**PROBLEM DESCRIPTION**. Please repeat the listing below word for word, keeping every line unchanged.

Excerpts from point annotation data
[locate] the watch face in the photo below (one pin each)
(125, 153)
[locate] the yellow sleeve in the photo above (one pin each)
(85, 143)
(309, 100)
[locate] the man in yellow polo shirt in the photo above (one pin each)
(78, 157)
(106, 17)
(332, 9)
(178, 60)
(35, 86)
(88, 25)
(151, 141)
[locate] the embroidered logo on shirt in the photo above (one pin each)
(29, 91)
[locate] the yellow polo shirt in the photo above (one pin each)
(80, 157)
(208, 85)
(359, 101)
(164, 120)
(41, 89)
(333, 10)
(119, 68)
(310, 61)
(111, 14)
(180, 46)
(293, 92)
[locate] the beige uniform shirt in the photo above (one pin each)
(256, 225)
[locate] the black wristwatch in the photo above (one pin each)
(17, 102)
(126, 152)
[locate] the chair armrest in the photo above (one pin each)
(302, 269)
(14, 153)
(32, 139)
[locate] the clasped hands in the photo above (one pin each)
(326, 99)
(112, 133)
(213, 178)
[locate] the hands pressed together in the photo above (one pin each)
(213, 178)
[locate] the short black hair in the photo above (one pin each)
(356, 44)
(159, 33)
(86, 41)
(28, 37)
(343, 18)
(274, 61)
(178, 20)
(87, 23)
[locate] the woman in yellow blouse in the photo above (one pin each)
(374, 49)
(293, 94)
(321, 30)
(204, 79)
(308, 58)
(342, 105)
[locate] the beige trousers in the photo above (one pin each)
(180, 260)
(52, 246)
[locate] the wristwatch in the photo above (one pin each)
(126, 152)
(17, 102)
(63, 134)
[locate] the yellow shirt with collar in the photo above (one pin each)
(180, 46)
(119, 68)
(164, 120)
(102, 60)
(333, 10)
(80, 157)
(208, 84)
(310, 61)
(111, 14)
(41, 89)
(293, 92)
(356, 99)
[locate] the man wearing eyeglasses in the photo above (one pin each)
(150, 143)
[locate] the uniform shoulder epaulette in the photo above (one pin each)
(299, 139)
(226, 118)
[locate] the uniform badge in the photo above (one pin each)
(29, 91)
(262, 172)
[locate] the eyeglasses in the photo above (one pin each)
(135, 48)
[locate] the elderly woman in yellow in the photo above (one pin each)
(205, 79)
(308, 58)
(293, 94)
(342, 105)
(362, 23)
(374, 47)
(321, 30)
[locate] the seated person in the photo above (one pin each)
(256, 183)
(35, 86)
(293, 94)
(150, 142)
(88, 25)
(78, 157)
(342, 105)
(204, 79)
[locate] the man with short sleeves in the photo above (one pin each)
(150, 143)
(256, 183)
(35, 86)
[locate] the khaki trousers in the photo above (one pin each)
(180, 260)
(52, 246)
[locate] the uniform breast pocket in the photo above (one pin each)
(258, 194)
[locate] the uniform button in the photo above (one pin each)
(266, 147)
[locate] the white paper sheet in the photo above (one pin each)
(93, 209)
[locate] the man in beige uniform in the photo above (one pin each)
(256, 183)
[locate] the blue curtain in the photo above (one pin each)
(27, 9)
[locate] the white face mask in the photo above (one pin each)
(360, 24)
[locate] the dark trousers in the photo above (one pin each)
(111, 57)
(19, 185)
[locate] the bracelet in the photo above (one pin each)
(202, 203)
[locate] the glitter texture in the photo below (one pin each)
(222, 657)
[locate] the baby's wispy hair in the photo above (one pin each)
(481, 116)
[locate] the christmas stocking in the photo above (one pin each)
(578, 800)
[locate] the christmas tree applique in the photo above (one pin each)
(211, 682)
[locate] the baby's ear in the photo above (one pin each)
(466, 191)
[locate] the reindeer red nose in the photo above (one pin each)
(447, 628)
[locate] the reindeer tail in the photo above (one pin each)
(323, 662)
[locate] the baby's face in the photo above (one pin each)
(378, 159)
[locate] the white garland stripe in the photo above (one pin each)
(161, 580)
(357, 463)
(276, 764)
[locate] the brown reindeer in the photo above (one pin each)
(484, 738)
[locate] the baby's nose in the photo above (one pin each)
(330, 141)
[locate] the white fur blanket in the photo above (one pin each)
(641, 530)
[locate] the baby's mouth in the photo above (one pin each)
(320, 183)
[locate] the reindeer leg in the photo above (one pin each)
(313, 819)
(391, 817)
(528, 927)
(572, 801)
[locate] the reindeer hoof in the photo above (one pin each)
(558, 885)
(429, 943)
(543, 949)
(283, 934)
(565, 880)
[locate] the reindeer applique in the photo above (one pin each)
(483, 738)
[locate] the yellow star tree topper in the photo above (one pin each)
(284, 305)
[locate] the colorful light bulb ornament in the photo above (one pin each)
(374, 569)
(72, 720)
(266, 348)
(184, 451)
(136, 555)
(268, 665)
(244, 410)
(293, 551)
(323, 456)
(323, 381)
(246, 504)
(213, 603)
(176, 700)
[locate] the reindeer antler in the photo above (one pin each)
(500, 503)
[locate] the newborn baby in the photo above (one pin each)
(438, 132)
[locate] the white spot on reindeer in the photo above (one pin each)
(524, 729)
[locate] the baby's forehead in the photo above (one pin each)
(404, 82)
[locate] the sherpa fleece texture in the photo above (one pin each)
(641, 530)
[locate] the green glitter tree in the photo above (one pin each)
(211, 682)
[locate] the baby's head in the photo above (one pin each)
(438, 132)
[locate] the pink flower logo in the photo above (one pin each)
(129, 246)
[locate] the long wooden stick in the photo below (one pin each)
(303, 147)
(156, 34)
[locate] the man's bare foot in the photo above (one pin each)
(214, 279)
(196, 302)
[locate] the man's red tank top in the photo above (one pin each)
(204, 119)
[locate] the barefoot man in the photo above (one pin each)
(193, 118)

**THE REPLY**.
[locate] the watch face in the photo below (one pin each)
(125, 153)
[locate] the yellow sleeve in the photo above (one pin each)
(85, 143)
(309, 100)
[locate] the man in yellow polo shirt in the photo above (one pin each)
(78, 157)
(106, 17)
(332, 9)
(178, 60)
(35, 86)
(88, 25)
(151, 141)
[locate] the embroidered logo on shirt in the photo above (one pin each)
(29, 91)
[locate] the yellow polo shirt in the photo above (one pin each)
(80, 157)
(208, 85)
(359, 101)
(164, 120)
(41, 89)
(333, 10)
(119, 68)
(310, 61)
(111, 14)
(180, 46)
(293, 92)
[locate] the beige uniform shirt in the photo above (one pin each)
(256, 225)
[locate] the black wristwatch in the photo above (one pin each)
(17, 102)
(126, 152)
[locate] the chair armrest in the photo above (one pin each)
(302, 269)
(14, 153)
(32, 139)
[locate] the clasped hands in the photo above (one pin each)
(326, 99)
(112, 133)
(213, 178)
[locate] the hands pressed together in the photo above (one pin each)
(213, 178)
[locate] the short black hair in the photo above (one pin each)
(356, 44)
(159, 33)
(86, 41)
(28, 37)
(343, 18)
(274, 61)
(178, 20)
(87, 23)
[locate] the woman in yellow blouse in the photo above (one pin each)
(374, 49)
(293, 94)
(321, 30)
(204, 79)
(308, 58)
(342, 105)
[locate] the beige trousers in the photo above (one pin each)
(180, 260)
(52, 246)
[locate] the wristwatch in the photo above (one pin each)
(126, 152)
(17, 102)
(63, 134)
[locate] the yellow shirt with collar in the photo above (one pin each)
(180, 46)
(119, 68)
(164, 120)
(102, 60)
(333, 10)
(80, 157)
(208, 84)
(310, 61)
(111, 14)
(41, 89)
(293, 92)
(356, 99)
[locate] the man wearing eyeglasses in the photo above (one pin each)
(150, 143)
[locate] the uniform shoulder epaulette in the photo above (one pin each)
(299, 139)
(226, 118)
[locate] the uniform badge in the photo above (one pin each)
(29, 91)
(262, 172)
[locate] the eyeglasses in the photo above (one pin each)
(135, 48)
[locate] the elderly woman in yellow in the photo above (one pin each)
(205, 79)
(308, 58)
(293, 94)
(342, 105)
(362, 23)
(374, 47)
(321, 30)
[locate] the seated person in the photo above (one pin each)
(256, 183)
(35, 86)
(293, 94)
(150, 142)
(88, 25)
(78, 157)
(342, 105)
(204, 79)
[locate] the man with short sleeves in the photo above (one pin each)
(150, 143)
(256, 183)
(35, 86)
[locate] the khaki trousers in the photo above (one pin each)
(180, 260)
(52, 246)
[locate] the uniform breast pocket in the photo above (one pin each)
(258, 194)
[locate] the uniform button in the photo above (one pin each)
(266, 147)
[locate] the white paper sheet in the photo above (one pin each)
(93, 209)
[locate] the man in beige uniform in the photo above (one pin each)
(256, 183)
[locate] the blue curtain in the photo above (one pin each)
(27, 9)
[locate] the white face mask in the photo above (one pin each)
(360, 24)
[locate] the dark trousers in the photo above (one pin each)
(111, 57)
(19, 185)
[locate] the bracelet in the photo above (one pin each)
(202, 203)
[locate] the glitter texture in the photo below (one pin each)
(222, 657)
[locate] the baby's wispy hair in the photo above (one pin each)
(481, 116)
[locate] the christmas stocking in the photo above (one pin each)
(578, 800)
[locate] the christmas tree applique in the photo above (one pin each)
(211, 682)
[locate] the baby's ear in the photo above (one pin each)
(466, 191)
[locate] the reindeer red nose in the photo above (one pin each)
(447, 628)
[locate] the reindeer tail in the photo above (one pin each)
(323, 662)
[locate] the baby's face in the photo above (one pin each)
(378, 159)
[locate] the white garland stripe in the photo above (one pin each)
(161, 580)
(357, 463)
(276, 764)
[locate] the brown reindeer in the photo above (one pin each)
(484, 738)
[locate] the baby's nose in the photo above (one pin each)
(330, 141)
[locate] the white fur blanket in the photo above (one pin each)
(641, 530)
[locate] the baby's mouth in the photo above (one pin each)
(320, 183)
[locate] the reindeer leg in the photo above (one pin each)
(313, 819)
(391, 817)
(528, 927)
(572, 801)
[locate] the reindeer hoof in the photo above (one pin each)
(558, 885)
(429, 943)
(543, 949)
(283, 934)
(565, 880)
[locate] the reindeer applique in the photo above (one pin each)
(483, 738)
[locate] the yellow star tree topper in the photo above (one pin each)
(284, 305)
[locate] the colorful light bulb ornament in the photo above (one pin each)
(374, 569)
(72, 720)
(266, 348)
(184, 451)
(136, 555)
(268, 665)
(244, 410)
(293, 551)
(323, 456)
(323, 381)
(246, 504)
(213, 603)
(176, 700)
[locate] the reindeer antler in the photo above (one pin each)
(500, 503)
[locate] the newborn baby in the photo above (one pin each)
(438, 132)
[locate] the white spot on reindeer in the photo above (one pin each)
(524, 729)
[locate] the baby's forehead in the photo above (one pin each)
(404, 82)
[locate] the sherpa fleece texture in the photo above (one pin each)
(641, 530)
[locate] the green glitter tree in the photo above (one pin each)
(211, 682)
[locate] the baby's head in the photo above (one pin each)
(438, 132)
[locate] the pink flower logo in the photo above (one pin each)
(129, 246)
[locate] the long wooden stick in the photo below (one pin each)
(303, 147)
(156, 34)
[locate] the man's bare foot in the photo above (one pin each)
(214, 279)
(196, 302)
[locate] the man's red tank top in the photo above (one pin each)
(204, 119)
[locate] the barefoot man in the photo above (one pin each)
(193, 118)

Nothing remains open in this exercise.